--- Page text ---
# Πάμε λουκέτο



## qnk

Veo con frecuencia en la prensa esta expresión y supongo que quiere decir "echar el cierre" a algo, pero no siempre parece ser una buena traducción. En los hilos anteriores encuentro referencias bajo "λουκέτο" como κλείνω, διακόπτω, βάζω λουκέτο que tampoco parece que se puedan aplicar a los casos que veo. Explanations in English or Spanish or Greek would be welcome. Σας παρακαλώ. Ευχαριστώ.


----------



## Perseas

βάζω λουκέτο is an idiom and means "to end a business activity, shut up shop"

Λεξικό Τριανταφυλλίδη


----------



## qnk

Perseas said:


> βάζω λουκέτο is an idiom and means "to end a business activity, shut up shop"
> 
> Λεξικό Τριανταφυλλίδη



Yes, in general I can understand βάζω λουκέτο as to close a business activity. But does this apply to this Πάμε λουκέτο that you can see here http://www.efsyn.gr/gnomes/pame-loyketo


----------



## Perseas

qnk said:


> Yes, in general I can understand βάζω λουκέτο as to close a business activity. But does this apply to this Πάμε λουκέτο that you can see here http://www.efsyn.gr/gnomes/pame-loyketo


It's just the name of a newspaper column, the content of its articles is not necessarily related to the meaning of the phrase.

--- Provided information ---
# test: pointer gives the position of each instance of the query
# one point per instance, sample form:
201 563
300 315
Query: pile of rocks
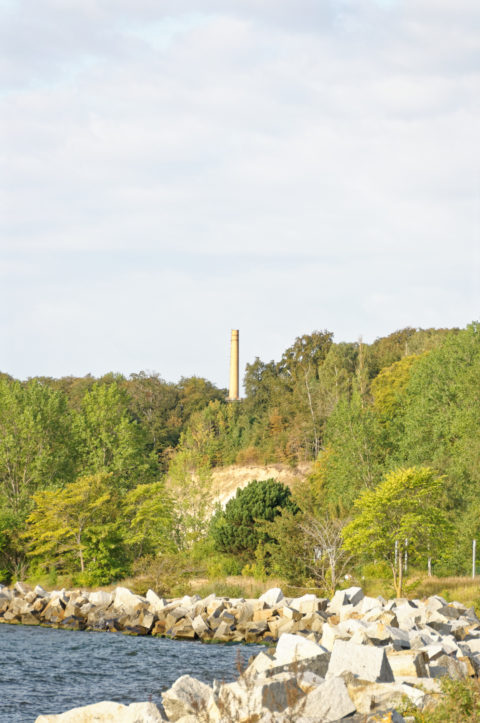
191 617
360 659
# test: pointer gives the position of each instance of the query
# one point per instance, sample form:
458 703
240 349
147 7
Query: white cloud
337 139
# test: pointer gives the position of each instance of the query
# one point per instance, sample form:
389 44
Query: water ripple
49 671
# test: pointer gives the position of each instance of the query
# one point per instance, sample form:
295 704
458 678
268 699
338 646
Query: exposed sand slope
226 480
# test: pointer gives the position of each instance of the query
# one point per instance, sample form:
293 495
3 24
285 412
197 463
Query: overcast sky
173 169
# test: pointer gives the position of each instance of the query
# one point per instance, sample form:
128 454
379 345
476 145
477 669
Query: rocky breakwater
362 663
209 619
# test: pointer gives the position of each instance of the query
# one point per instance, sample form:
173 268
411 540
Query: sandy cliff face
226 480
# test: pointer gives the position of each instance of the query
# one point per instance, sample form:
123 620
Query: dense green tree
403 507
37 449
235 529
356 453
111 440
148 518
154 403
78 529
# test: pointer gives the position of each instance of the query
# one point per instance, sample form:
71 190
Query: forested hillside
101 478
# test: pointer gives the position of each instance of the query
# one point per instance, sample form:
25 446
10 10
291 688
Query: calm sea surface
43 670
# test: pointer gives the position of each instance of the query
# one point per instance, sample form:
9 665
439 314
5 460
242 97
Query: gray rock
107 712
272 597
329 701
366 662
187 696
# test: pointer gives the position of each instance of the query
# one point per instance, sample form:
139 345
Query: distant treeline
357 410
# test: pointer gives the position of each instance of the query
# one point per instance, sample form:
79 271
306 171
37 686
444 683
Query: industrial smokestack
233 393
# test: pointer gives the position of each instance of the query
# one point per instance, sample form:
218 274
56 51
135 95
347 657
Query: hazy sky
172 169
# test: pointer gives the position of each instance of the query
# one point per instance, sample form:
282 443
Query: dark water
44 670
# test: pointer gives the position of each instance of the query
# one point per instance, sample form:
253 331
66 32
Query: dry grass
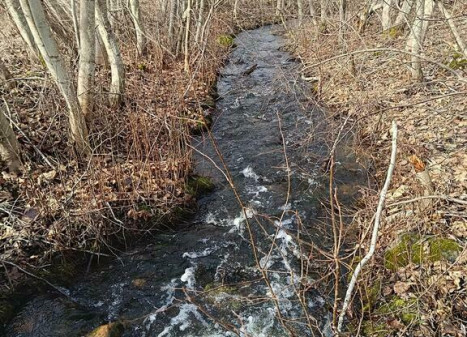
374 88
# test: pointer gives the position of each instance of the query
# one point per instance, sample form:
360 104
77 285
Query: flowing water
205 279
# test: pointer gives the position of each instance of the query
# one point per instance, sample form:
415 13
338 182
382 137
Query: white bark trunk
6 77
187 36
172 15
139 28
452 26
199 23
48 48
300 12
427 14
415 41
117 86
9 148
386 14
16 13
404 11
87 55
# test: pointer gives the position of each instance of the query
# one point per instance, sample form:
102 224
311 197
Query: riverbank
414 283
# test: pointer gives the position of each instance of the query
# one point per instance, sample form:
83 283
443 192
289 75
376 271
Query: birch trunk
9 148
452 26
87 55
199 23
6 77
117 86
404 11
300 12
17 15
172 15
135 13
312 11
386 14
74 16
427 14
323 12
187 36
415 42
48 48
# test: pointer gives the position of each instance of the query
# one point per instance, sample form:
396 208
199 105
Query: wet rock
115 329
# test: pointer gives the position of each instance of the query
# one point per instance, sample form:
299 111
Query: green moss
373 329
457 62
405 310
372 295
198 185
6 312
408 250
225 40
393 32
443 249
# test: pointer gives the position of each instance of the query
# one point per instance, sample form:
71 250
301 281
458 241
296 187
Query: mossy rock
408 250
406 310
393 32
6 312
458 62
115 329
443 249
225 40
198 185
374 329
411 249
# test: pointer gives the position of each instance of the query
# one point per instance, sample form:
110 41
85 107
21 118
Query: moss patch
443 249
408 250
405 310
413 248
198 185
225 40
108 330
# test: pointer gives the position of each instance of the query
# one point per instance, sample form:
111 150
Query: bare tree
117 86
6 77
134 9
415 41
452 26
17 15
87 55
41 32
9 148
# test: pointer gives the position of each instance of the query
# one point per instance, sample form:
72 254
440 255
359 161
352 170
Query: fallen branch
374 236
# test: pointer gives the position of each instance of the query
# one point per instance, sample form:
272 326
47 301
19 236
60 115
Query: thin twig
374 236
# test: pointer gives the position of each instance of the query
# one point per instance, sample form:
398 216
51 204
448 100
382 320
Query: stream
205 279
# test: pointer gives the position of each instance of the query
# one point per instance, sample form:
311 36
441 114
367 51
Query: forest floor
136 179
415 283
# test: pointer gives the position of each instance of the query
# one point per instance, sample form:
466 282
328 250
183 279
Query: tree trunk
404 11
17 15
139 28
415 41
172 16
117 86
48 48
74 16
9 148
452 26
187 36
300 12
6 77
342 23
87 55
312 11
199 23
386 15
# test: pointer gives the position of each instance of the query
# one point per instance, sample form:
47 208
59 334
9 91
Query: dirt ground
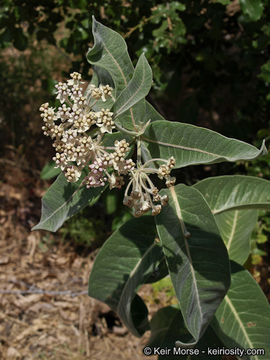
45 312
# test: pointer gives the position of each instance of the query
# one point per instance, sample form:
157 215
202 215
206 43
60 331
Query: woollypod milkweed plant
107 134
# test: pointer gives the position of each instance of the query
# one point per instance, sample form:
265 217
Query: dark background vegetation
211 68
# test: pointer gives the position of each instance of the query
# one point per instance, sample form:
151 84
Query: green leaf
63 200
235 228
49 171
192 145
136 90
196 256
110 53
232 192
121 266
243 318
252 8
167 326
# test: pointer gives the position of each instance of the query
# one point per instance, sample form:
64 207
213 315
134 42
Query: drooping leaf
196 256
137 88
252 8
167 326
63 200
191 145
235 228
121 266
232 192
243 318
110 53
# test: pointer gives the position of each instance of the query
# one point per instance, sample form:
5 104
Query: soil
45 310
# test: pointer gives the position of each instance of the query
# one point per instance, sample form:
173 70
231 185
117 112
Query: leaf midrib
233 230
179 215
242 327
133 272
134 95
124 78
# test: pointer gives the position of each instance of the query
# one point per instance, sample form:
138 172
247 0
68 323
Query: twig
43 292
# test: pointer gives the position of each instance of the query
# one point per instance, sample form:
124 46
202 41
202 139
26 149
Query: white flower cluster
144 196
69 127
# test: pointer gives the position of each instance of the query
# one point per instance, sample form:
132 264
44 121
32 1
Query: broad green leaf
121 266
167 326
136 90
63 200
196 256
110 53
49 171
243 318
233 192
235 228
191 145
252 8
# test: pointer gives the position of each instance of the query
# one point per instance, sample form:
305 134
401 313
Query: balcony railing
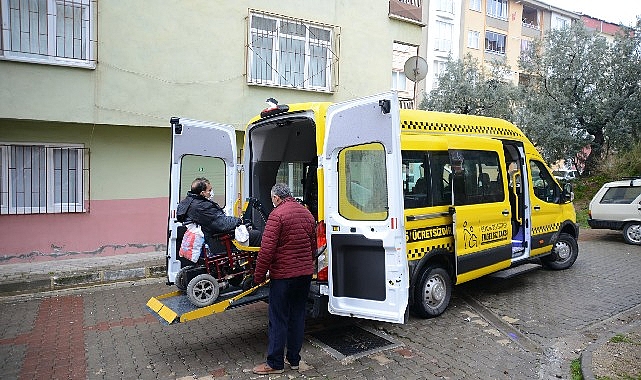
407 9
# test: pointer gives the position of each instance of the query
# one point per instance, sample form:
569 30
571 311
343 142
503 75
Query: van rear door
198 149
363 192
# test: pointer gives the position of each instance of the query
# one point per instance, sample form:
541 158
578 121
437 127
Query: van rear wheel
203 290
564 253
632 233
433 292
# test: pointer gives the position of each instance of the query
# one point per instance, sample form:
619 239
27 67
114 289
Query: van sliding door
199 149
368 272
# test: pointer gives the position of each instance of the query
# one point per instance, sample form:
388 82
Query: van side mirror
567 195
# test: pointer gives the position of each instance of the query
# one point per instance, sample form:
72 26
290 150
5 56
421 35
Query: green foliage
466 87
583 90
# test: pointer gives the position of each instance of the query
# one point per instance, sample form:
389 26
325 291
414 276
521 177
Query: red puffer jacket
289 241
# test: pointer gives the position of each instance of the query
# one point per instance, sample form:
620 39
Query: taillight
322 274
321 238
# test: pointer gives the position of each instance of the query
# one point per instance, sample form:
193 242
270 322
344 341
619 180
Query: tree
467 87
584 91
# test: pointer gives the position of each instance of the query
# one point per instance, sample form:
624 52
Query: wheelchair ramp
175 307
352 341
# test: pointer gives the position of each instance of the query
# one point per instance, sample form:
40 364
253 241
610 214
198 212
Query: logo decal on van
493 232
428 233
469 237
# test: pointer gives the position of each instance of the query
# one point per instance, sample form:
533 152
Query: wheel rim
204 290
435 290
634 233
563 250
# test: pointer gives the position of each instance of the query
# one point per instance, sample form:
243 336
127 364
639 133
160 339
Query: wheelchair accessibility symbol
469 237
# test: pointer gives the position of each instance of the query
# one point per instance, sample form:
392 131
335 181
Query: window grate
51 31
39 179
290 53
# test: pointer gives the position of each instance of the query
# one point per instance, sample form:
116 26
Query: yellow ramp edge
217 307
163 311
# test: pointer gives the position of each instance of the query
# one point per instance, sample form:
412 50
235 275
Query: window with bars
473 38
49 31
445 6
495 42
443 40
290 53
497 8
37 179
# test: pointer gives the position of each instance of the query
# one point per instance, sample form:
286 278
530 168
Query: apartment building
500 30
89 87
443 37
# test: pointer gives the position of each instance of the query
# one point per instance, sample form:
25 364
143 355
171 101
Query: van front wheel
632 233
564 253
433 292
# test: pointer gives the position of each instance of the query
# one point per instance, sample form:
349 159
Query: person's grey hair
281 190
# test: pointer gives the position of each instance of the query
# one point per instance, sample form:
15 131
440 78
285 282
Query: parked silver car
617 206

* * *

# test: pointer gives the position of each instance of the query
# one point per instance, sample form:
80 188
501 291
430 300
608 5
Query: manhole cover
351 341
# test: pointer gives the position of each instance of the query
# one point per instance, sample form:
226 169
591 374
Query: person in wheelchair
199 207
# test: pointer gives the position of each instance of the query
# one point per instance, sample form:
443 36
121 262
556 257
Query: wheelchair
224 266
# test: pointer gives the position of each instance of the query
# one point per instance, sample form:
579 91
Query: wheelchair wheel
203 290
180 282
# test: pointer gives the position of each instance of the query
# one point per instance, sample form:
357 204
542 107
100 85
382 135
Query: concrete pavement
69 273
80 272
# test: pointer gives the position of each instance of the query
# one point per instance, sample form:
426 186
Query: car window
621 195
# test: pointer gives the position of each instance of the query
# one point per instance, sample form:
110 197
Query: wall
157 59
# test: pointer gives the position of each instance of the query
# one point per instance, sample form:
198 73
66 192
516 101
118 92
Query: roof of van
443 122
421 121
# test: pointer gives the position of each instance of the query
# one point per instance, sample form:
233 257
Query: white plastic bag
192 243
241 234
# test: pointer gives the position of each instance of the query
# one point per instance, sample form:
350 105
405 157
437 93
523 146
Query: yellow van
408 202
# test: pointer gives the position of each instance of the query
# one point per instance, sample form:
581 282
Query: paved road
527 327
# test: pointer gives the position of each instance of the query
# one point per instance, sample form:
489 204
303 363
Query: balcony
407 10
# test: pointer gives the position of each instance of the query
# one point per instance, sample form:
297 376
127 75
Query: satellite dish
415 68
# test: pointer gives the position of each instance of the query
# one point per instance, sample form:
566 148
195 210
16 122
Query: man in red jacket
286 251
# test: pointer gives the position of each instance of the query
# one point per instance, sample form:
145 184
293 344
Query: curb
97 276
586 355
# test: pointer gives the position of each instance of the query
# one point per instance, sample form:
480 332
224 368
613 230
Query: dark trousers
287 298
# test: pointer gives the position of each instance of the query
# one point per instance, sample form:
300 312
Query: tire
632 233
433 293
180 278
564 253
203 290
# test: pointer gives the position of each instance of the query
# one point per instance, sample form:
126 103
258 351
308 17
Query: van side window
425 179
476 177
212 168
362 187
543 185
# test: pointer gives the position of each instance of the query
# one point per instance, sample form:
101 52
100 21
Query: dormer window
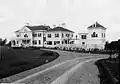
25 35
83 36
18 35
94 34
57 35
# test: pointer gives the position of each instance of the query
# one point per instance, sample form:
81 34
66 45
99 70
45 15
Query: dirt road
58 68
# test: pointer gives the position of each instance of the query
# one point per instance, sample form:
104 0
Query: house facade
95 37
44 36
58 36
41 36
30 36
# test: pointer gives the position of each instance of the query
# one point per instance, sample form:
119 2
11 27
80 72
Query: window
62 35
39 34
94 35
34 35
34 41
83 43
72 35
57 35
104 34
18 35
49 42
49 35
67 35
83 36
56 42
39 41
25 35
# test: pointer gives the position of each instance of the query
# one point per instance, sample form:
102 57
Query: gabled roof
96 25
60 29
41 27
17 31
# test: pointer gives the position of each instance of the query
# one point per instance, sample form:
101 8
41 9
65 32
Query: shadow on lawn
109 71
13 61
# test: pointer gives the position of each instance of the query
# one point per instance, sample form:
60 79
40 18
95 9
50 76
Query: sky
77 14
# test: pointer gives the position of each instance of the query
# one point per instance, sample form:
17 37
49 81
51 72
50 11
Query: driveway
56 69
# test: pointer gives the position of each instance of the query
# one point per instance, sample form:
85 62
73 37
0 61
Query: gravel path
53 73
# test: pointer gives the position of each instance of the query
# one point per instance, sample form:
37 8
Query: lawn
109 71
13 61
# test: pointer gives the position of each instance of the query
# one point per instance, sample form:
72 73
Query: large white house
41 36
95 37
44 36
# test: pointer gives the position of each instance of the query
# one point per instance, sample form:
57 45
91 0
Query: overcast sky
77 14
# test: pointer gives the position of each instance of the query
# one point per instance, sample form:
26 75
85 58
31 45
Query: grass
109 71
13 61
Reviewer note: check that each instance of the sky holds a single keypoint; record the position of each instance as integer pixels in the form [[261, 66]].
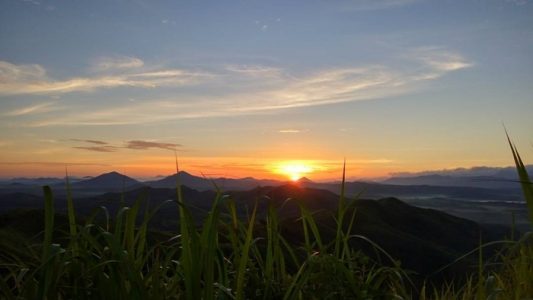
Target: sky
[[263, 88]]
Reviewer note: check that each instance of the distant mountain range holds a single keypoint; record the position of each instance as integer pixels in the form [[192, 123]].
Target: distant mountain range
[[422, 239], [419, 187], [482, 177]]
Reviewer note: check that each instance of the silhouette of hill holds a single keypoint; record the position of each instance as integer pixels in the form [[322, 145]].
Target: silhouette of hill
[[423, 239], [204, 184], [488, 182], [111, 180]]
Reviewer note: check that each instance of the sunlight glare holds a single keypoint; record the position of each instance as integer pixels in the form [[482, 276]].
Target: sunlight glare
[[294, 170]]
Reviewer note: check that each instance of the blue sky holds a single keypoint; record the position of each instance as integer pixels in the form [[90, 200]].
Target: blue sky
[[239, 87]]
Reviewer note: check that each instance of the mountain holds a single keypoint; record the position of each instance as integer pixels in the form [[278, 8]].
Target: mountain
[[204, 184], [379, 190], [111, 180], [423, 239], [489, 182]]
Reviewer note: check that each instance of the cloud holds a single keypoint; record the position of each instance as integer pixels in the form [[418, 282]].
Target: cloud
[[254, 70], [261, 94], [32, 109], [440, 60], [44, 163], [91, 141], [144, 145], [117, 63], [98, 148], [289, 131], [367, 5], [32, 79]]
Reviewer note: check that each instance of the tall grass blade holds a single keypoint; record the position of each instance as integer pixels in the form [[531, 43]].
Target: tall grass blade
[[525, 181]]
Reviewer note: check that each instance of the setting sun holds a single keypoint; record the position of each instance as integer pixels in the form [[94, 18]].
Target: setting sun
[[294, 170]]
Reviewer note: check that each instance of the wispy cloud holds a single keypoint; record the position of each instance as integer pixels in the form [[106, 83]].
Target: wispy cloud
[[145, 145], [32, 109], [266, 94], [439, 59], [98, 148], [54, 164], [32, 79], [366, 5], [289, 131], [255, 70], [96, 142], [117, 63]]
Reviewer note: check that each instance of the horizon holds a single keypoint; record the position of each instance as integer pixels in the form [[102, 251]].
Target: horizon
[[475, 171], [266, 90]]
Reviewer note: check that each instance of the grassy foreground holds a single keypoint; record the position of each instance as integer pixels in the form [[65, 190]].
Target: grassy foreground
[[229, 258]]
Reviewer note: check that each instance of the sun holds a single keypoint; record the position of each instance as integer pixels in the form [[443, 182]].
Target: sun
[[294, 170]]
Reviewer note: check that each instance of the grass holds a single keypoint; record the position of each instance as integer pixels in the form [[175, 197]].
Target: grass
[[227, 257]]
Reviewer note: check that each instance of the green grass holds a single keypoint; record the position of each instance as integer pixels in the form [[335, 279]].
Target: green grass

* * *

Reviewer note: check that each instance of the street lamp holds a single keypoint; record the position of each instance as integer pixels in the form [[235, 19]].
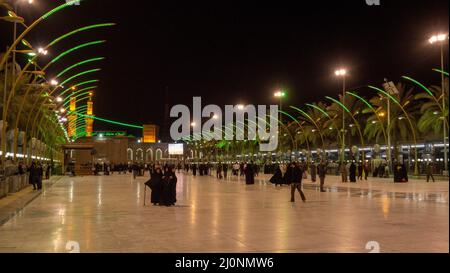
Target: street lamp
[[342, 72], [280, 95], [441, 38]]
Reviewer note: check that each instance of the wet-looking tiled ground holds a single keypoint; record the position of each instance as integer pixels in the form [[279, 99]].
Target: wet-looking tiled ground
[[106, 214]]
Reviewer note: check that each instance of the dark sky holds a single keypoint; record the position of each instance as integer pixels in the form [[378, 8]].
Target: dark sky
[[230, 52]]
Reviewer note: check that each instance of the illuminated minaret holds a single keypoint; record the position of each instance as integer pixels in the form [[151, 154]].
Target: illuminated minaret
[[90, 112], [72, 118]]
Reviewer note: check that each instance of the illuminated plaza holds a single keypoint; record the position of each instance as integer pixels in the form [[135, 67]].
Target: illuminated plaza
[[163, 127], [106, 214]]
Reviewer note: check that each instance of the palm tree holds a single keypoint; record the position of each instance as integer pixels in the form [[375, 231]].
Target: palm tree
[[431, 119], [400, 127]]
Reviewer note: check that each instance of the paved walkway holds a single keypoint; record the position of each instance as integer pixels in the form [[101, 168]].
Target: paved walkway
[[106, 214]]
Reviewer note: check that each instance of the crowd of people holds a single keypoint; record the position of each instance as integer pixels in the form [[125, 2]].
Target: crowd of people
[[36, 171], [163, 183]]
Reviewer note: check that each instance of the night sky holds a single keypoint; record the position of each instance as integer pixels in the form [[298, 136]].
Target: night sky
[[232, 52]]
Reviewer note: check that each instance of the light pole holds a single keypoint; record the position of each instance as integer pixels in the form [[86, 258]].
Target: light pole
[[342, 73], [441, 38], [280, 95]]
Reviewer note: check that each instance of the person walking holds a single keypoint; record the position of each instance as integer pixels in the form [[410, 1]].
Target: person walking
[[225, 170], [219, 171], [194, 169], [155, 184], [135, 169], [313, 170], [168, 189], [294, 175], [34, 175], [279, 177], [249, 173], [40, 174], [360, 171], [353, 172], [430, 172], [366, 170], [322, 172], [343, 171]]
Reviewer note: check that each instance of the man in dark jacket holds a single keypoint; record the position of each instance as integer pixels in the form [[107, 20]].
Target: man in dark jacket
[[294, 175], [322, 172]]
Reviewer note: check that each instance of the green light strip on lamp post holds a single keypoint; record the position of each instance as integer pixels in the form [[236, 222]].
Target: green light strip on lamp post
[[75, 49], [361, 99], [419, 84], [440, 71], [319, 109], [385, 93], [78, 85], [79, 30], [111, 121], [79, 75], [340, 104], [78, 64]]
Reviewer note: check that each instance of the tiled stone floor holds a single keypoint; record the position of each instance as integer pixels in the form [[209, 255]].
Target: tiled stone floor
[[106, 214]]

--- Exercises ---
1. Edit the thread about the Greek phrase from "# Πάμε λουκέτο" to "Σας παρακαλώ. Ευχαριστώ.", changing "Spanish" to "French".
2. Continue the thread about the Greek phrase "Πάμε λουκέτο" from its final line.

--- Responses ---
1.
# Πάμε λουκέτο



## qnk

Veo con frecuencia en la prensa esta expresión y supongo que quiere decir "echar el cierre" a algo, pero no siempre parece ser una buena traducción. En los hilos anteriores encuentro referencias bajo "λουκέτο" como κλείνω, διακόπτω, βάζω λουκέτο que tampoco parece que se puedan aplicar a los casos que veo. Explanations in English or French or Greek would be welcome. Σας παρακαλώ. Ευχαριστώ.

2.
I understand «λουκέτο» in «Πάμε λουκέτο» in the same way: "we are going to end buisness activity (maybe, also, what else this would involve, such as poverty, debts...). Anyway, «πάμε λουκέτο» is not formal.


----------



## qnk

Τώρα κατάλαβα! Σ'ευχαριστώ πολύ, Περσέα.


----------



## Nikolaos_Kandidatos

Perseas said:


> It's just the name of a newspaper column, the content of its articles is not necessarily related to the meaning of the phrase.
> 
> I understand «λουκέτο» in «Πάμε λουκέτο» in the same way: "we are going to end buisness activity (maybe, also, what else this would involve, such as poverty, debts...). Anyway, «πάμε λουκέτο» is not formal.



Is is possible this is a deliberate pun on the name of Alpha channel's popular show Πάμε πακέτο? That's the first thing I thought of. So that it in a way combines a known phrase with the twist of using the word λουκέτο, referring in a generally sarcastic way to the crisis.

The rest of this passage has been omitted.